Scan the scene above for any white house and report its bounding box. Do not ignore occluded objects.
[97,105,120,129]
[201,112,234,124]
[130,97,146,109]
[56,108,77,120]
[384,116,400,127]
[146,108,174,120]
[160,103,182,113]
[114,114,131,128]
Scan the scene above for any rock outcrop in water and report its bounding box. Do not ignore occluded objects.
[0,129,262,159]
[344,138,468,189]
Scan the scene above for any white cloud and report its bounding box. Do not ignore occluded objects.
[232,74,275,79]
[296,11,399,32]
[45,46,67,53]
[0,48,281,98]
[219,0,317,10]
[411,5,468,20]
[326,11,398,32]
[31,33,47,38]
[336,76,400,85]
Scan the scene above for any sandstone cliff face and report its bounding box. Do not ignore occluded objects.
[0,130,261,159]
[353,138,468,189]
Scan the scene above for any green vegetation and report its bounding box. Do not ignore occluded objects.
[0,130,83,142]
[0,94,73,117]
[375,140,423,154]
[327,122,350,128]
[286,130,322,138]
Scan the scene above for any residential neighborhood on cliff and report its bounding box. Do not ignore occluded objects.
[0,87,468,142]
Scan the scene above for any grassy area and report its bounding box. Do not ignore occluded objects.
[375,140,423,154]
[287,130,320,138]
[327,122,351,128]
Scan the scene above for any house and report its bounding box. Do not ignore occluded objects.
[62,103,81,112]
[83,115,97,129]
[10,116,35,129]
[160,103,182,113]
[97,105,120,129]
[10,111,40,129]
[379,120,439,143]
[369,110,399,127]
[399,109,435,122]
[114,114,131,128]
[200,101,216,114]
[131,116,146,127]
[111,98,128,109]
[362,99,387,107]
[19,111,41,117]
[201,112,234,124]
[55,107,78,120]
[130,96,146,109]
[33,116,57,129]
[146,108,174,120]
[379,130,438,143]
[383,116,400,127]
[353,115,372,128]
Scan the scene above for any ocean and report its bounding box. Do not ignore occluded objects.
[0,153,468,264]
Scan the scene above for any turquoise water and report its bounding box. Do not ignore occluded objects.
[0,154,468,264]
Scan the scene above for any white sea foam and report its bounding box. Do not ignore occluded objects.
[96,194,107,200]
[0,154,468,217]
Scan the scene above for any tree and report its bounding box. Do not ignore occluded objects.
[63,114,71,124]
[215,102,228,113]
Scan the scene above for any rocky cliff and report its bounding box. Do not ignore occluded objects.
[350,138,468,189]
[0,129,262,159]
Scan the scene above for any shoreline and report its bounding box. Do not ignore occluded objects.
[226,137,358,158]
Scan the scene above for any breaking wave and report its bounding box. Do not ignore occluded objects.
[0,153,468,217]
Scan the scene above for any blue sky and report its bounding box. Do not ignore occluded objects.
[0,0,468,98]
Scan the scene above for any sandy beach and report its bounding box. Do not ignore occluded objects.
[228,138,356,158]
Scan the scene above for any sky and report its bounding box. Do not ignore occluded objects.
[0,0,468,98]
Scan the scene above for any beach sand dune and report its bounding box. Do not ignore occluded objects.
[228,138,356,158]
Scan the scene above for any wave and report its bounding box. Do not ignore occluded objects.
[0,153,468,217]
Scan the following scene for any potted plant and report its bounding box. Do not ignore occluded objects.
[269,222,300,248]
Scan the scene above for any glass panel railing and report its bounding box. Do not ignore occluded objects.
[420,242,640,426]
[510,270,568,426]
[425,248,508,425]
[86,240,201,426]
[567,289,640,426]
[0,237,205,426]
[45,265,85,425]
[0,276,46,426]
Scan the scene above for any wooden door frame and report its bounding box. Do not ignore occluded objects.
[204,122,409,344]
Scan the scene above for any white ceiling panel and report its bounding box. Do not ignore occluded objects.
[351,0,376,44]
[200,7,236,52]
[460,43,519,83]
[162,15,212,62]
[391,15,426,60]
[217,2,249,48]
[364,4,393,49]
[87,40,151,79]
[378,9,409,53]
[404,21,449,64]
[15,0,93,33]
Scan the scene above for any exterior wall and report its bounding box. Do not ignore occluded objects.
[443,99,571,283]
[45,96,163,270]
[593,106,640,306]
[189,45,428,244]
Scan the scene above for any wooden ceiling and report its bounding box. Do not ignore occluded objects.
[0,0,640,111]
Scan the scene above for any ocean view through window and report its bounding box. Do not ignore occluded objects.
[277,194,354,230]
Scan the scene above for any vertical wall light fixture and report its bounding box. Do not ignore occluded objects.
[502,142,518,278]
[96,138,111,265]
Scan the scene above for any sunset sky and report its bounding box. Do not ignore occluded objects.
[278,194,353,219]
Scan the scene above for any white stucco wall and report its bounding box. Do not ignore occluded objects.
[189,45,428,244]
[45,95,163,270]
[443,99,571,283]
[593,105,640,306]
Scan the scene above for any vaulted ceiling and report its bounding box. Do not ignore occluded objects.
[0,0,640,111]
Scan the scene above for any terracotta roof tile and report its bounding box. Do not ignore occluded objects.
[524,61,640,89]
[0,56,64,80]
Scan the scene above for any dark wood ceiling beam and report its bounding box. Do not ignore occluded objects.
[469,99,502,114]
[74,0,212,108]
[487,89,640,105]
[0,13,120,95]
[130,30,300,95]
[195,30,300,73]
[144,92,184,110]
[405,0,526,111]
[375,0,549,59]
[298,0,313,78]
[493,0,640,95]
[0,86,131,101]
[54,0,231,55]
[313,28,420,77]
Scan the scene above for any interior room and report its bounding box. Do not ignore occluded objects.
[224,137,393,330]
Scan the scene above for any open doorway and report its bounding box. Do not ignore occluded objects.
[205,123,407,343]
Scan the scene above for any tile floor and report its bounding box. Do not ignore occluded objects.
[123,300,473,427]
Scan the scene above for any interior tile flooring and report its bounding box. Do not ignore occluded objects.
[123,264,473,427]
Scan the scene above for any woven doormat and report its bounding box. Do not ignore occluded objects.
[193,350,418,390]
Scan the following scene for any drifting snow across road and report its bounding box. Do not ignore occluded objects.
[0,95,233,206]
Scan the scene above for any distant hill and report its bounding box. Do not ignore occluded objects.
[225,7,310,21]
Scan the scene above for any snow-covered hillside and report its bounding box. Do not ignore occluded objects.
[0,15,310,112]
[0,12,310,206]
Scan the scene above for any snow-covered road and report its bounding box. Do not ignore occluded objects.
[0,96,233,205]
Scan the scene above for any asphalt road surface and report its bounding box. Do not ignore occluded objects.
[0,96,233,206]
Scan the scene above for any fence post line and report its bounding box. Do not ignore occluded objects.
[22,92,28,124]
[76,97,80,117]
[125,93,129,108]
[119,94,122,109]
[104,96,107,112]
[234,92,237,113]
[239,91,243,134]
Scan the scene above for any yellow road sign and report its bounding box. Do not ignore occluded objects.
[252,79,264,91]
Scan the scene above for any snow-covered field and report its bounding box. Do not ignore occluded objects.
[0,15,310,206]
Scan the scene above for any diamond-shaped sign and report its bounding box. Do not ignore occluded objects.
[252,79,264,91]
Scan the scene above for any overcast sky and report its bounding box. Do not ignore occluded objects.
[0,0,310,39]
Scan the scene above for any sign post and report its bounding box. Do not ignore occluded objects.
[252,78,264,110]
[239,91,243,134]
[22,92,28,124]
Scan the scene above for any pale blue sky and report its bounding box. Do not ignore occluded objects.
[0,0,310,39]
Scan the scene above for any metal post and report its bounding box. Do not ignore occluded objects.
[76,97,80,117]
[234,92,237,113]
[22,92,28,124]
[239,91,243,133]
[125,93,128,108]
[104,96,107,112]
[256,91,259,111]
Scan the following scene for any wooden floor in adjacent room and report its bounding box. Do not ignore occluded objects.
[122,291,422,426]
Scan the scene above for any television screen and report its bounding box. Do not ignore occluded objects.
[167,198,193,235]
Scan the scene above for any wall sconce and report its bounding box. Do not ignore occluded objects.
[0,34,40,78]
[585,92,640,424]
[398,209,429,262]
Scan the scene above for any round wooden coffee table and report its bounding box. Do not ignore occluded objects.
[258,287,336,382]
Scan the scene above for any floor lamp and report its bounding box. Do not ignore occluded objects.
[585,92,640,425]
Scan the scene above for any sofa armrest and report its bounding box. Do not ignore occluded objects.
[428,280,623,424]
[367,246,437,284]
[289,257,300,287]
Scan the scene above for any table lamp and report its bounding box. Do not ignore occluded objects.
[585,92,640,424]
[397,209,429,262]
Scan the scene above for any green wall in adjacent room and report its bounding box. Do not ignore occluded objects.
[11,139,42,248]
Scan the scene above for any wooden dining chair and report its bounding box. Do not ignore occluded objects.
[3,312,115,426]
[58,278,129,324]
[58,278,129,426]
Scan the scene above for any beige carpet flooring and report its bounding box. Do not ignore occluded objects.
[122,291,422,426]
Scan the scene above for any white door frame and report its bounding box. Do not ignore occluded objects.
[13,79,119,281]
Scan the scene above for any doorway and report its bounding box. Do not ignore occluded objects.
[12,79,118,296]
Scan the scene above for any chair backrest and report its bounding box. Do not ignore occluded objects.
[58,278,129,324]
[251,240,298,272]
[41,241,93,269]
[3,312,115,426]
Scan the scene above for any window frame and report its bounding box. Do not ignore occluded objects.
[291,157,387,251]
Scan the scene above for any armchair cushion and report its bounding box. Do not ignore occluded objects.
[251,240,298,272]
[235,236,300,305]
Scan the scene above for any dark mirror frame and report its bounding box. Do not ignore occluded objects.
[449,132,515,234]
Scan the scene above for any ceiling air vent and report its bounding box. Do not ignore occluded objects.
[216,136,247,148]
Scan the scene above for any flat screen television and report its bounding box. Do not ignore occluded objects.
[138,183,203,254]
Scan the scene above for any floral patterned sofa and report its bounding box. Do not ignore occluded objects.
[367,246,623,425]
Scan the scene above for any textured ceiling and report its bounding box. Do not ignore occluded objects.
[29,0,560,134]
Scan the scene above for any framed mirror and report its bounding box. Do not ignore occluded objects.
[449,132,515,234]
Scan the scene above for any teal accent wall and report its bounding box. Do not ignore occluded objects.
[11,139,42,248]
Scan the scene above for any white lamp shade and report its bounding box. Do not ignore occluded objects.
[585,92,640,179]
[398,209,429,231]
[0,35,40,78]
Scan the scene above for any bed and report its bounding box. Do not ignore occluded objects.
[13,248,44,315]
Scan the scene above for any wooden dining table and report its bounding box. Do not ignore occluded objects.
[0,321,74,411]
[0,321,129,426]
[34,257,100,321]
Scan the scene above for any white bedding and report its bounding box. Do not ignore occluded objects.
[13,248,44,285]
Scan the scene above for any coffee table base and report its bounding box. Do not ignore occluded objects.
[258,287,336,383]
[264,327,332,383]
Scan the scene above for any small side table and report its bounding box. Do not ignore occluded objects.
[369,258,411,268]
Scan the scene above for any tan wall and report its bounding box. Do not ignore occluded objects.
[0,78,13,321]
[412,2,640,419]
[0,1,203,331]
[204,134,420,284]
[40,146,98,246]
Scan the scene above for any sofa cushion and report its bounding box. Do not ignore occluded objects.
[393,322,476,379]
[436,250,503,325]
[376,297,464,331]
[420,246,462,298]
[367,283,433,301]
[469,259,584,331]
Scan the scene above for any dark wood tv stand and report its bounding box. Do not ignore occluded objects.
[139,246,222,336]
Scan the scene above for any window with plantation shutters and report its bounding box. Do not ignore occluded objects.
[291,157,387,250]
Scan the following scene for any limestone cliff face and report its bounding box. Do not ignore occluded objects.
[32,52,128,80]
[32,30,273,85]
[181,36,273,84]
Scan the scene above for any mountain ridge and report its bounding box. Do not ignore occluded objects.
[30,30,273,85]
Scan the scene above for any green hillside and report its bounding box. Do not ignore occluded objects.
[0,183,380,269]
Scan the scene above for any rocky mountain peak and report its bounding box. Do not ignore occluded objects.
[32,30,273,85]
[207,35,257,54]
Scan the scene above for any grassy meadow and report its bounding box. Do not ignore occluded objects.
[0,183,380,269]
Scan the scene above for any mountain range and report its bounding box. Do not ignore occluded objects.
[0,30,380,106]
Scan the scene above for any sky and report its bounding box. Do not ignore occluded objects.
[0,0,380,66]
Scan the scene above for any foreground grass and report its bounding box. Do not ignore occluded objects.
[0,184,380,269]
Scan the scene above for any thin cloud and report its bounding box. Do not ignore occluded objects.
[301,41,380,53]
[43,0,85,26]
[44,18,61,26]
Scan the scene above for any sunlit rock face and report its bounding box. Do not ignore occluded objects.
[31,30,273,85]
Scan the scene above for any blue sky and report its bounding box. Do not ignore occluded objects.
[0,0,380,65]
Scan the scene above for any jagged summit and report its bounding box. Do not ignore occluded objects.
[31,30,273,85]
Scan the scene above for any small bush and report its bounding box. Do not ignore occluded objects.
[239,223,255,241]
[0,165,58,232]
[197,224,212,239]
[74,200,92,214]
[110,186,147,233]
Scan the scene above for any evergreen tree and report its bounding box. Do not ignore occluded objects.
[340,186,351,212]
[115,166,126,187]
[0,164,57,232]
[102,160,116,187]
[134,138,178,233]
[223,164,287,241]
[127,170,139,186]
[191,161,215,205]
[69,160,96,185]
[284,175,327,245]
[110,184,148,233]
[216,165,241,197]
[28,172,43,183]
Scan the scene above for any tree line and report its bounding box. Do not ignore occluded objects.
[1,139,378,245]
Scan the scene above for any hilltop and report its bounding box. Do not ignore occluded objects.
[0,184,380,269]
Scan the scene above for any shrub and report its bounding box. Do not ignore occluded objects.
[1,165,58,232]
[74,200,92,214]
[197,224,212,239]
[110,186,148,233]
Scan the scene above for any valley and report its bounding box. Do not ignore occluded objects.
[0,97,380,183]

◆ **The problem**:
Rewrite the listing as a numbered list, from the line with "Scan the scene above for any wooden door" up to and including the line with "[0,56,64,80]", and leave out any blank lines.

◆ **Answer for the task**:
1. Scan the scene above for any wooden door frame and report its bounding box. Do not ignore occluded objects.
2. [204,122,409,344]
3. Scan the scene above for any white ceiling panel and report its bounding box. Do not ignore occluded objects.
4. [351,0,376,44]
5. [200,7,236,52]
6. [460,43,519,83]
7. [162,15,212,62]
8. [391,15,426,60]
9. [217,2,249,48]
10. [364,4,393,49]
11. [87,40,151,79]
12. [378,9,409,53]
13. [404,21,449,64]
14. [15,0,93,33]
15. Scan the scene above for any exterior wall and report its bounding box. Do not ignore occluded objects.
16. [443,99,571,283]
17. [45,96,163,270]
18. [593,106,640,306]
19. [189,45,428,244]
20. Scan the scene above for any wooden ceiling and report its bounding box. Do not ignore occluded objects.
21. [0,0,640,111]
22. Scan the scene above for any ocean view through window and report its bounding box. Do not ignore occluded objects.
23. [277,194,354,230]
24. Scan the scene above for any vertical wall light fixture and report its bounding box. Do not ignore occluded objects.
25. [502,142,518,278]
26. [96,138,111,265]
27. Scan the scene above for any sunset sky and report its bounding box. Do not ignore occluded objects.
28. [278,194,353,219]
29. Scan the scene above for any white stucco wall and report its bounding box. Do not ignore occluded objects.
30. [189,45,428,244]
31. [45,95,163,270]
32. [443,99,571,283]
33. [593,105,640,306]
34. Scan the scene above for any vaulted ceiling and report its bounding box. Do not ignore occluded objects.
35. [0,0,640,111]
36. Scan the scene above for any terracotta roof tile and report its bounding box. Do not ignore occluded objects.
37. [524,61,640,89]
38. [0,56,64,80]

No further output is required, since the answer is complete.